Required work: In the material below, find the line that contains "Target: bird's black wing" and the line that contains "x=234, y=114", then write out exactly those two lines and everything between them.

Exercise materials:
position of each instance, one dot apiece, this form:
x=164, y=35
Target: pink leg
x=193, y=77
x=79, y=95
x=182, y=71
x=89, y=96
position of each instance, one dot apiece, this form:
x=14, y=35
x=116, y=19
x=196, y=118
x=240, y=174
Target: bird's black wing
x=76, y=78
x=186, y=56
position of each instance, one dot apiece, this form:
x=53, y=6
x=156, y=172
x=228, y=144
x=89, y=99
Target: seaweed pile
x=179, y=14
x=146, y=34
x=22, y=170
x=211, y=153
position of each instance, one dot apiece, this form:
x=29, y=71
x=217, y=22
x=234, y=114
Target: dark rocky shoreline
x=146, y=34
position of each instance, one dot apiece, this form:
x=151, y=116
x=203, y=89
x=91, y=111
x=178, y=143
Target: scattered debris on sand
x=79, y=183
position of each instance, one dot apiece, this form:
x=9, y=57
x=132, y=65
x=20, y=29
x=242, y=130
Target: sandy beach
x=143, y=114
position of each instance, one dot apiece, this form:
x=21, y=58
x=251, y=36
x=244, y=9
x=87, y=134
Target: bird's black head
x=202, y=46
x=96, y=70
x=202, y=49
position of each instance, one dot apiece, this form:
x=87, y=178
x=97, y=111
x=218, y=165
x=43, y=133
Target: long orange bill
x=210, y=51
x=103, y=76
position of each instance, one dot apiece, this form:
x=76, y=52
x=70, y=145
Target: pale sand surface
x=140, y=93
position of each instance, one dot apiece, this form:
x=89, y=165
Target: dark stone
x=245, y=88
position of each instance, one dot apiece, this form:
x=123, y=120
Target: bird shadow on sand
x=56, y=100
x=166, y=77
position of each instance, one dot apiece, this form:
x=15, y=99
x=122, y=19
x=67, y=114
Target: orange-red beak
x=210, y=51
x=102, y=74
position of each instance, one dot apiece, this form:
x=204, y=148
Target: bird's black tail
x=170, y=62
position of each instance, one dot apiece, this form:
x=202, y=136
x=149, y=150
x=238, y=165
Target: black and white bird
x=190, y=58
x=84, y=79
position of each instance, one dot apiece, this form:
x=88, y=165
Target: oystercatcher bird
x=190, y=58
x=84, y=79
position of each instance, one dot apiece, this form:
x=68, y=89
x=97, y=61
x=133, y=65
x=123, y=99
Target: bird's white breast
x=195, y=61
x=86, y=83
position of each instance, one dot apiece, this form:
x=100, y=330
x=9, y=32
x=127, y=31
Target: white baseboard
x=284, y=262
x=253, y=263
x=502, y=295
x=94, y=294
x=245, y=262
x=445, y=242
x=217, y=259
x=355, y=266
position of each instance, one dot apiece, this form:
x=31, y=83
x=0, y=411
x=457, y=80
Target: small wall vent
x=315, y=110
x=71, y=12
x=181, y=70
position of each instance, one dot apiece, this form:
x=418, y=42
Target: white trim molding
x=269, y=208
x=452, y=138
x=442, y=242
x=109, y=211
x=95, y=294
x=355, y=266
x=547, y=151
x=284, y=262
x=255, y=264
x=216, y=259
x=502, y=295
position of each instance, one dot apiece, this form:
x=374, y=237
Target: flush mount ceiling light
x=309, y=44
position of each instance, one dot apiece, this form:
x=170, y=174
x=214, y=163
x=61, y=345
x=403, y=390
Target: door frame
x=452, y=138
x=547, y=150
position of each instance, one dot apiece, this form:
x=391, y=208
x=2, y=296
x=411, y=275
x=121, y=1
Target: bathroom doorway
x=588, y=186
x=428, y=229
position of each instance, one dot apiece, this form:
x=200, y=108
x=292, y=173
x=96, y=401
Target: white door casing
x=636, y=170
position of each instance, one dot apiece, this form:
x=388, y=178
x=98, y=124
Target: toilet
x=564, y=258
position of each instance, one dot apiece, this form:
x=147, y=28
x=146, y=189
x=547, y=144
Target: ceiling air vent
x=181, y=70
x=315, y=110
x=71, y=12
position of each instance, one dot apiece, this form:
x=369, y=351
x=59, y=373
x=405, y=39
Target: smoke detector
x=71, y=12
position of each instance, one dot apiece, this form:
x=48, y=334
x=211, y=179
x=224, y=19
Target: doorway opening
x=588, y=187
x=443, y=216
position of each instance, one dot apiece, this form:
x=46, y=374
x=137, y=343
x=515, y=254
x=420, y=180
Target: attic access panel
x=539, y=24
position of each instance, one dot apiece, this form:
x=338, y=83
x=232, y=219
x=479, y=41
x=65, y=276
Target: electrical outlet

Problem solution:
Target: bird's black wing
x=76, y=78
x=186, y=56
position of each instance, one dot apiece, this form:
x=53, y=6
x=156, y=172
x=228, y=144
x=89, y=99
Target: seaweed pile
x=179, y=14
x=146, y=34
x=22, y=170
x=211, y=153
position of each instance, one dot apiece, this form:
x=29, y=71
x=217, y=22
x=234, y=114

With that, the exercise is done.